— Task statement —
From the entries below, copy every line where the string "overcast" appears.

— Given records —
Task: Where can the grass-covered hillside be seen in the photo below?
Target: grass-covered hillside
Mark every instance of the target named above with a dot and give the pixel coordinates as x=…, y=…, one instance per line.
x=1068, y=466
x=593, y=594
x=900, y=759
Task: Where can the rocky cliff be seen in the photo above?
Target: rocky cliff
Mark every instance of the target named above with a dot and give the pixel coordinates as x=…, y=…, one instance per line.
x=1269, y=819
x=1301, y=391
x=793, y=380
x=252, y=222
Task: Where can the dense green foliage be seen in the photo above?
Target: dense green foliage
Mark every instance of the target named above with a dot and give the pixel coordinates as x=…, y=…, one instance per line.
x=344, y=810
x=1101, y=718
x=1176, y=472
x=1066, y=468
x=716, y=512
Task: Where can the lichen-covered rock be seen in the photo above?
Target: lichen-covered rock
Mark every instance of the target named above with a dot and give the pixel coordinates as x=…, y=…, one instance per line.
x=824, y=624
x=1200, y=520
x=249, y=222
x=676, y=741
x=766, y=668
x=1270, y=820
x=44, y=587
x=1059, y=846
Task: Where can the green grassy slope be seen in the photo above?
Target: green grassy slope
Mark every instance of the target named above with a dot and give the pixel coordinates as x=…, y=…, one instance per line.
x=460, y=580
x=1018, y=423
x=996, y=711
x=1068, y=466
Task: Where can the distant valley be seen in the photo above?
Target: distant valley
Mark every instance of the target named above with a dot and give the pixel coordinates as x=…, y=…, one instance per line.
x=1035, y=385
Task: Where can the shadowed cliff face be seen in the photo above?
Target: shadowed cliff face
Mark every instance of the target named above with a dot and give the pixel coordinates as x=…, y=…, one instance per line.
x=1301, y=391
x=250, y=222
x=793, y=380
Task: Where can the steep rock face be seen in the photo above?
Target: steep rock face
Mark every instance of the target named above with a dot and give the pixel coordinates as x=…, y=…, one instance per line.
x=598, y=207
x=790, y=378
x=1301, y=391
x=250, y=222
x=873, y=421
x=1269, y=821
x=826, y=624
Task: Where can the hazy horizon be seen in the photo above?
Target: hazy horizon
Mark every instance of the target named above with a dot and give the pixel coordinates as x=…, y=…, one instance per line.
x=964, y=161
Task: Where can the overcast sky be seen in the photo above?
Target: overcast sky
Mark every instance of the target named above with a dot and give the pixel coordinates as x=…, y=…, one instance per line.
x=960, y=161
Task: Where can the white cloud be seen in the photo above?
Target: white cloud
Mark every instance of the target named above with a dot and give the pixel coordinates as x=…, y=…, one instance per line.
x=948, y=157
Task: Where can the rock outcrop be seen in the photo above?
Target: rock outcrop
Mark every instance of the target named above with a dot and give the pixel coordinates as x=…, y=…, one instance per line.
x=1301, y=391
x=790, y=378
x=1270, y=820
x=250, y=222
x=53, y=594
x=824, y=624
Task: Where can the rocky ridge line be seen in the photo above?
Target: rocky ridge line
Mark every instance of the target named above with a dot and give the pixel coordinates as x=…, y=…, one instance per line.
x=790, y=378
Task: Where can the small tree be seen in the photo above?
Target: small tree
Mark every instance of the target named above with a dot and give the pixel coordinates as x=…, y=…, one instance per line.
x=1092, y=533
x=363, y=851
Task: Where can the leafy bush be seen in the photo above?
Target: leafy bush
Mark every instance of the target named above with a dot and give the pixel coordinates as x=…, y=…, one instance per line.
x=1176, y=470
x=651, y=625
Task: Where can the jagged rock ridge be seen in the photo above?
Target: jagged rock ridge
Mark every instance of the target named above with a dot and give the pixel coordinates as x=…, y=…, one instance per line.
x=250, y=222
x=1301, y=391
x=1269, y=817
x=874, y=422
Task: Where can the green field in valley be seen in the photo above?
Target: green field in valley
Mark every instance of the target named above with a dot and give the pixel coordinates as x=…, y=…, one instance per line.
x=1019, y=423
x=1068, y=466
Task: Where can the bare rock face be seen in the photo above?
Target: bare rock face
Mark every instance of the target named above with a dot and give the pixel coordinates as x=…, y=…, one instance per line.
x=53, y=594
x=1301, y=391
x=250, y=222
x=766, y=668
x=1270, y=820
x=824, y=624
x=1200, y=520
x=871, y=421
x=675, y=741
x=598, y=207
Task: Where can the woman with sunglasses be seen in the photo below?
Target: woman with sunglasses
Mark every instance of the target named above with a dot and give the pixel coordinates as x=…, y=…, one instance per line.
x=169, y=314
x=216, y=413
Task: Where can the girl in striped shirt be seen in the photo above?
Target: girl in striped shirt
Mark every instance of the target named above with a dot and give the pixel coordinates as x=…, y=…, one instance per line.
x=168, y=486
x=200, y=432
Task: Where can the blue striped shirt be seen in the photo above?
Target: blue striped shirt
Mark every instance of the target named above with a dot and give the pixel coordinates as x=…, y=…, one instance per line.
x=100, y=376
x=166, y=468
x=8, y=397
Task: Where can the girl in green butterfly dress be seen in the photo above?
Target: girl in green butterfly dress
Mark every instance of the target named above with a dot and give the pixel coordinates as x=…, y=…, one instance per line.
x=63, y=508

— Written response —
Task: Where can the overcast sky be seen in the photo above?
Target: overcast sky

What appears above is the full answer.